>>>>>
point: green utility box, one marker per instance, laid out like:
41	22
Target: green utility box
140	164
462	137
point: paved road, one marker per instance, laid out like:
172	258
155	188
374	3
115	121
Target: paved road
<<<<<
**Task:**
Scan the material above for lines holding the string "road" and copy those lines.

**Your response:**
point: paved road, one marker per instance, laid out like:
Target: paved road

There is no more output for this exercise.